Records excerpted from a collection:
————————

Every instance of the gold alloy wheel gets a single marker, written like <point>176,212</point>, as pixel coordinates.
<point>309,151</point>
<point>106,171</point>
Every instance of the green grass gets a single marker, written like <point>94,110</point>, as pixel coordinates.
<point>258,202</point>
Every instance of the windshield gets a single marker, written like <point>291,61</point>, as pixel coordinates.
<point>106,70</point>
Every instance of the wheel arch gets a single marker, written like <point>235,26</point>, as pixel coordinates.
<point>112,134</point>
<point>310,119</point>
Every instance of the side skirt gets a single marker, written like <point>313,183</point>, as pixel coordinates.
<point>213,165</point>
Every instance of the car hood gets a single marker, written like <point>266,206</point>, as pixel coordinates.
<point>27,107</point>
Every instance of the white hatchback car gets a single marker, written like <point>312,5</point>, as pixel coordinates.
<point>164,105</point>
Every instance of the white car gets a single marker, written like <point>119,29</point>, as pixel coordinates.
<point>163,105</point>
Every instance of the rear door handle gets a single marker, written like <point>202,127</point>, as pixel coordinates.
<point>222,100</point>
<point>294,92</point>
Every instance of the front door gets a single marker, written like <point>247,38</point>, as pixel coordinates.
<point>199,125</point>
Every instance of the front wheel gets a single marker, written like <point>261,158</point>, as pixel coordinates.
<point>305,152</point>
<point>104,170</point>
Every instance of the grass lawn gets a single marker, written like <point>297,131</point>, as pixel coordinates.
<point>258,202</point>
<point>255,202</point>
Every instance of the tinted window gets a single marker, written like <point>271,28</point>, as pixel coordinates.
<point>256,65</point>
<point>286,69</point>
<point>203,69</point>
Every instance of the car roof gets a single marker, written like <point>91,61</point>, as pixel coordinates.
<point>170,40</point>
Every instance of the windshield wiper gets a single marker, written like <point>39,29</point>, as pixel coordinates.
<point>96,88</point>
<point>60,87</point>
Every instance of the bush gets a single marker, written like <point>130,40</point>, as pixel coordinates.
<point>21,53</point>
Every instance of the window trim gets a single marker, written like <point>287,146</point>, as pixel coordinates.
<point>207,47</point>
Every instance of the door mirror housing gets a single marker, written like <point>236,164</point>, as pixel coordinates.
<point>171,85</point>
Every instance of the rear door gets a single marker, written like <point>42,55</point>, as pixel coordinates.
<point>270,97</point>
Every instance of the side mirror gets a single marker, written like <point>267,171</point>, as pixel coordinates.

————————

Produce the entries again, character for character.

Every instance of the gold alloy wheel gets a single marker, written like <point>176,212</point>, as pixel coordinates.
<point>309,151</point>
<point>106,171</point>
Every instance of the green grass gets a single marker, written like <point>94,110</point>, as pixel coordinates.
<point>258,202</point>
Every instance of the windshield gets a single marker, written like <point>291,61</point>, as pixel coordinates.
<point>106,70</point>
Every instance of the wheel arch gets a single marker, written like <point>235,26</point>, as pixel coordinates.
<point>112,134</point>
<point>310,119</point>
Every instance of the side skirt gets a single marker, written like <point>313,183</point>, as pixel coordinates.
<point>213,165</point>
Every instance of the car hood gets a single marker, written like <point>266,206</point>, as pixel coordinates.
<point>27,107</point>
Every instance of the white hatchback car gets a single marker, written like <point>312,5</point>, as pixel coordinates.
<point>164,105</point>
Every instance of the white car gets a single marker, written like <point>119,29</point>, as pixel coordinates.
<point>163,105</point>
Every instance of the rear door handle gets a single marker, written like <point>202,127</point>, as pixel coordinates.
<point>222,100</point>
<point>294,92</point>
Every instance of the front door gets a single marker, written like <point>247,38</point>, as pixel coordinates.
<point>199,125</point>
Every instance of the front wheel gets a single marker, written like <point>261,158</point>, as pixel coordinates.
<point>305,152</point>
<point>104,170</point>
Every instance of the grass lawn gets a single marker, written like <point>297,131</point>, as pixel coordinates.
<point>258,202</point>
<point>255,202</point>
Every instance of the tinted window gets a single marker, written like <point>271,28</point>, as pixel coordinates.
<point>256,65</point>
<point>286,69</point>
<point>203,69</point>
Every instance of the car roof gets a single marker, written like <point>91,61</point>, as pixel coordinates.
<point>170,40</point>
Every instance of the windshield wiper gets a single marker, written like <point>39,29</point>, as pixel coordinates.
<point>96,88</point>
<point>60,87</point>
Every instance of the bush gets a single marker, written like <point>130,40</point>, as pixel coordinates.
<point>21,53</point>
Every instance of the window trim gets a single marker, written like <point>287,146</point>, as pixel coordinates.
<point>207,47</point>
Every instance of the door mirror housing gets a single marker, written like <point>236,164</point>, as pixel coordinates.
<point>171,85</point>
Every instance of the rear door gets a single marker, written like <point>42,55</point>, as pixel coordinates.
<point>270,97</point>
Every instance of the side mirror gets a single marker, written like <point>267,171</point>, as pixel coordinates.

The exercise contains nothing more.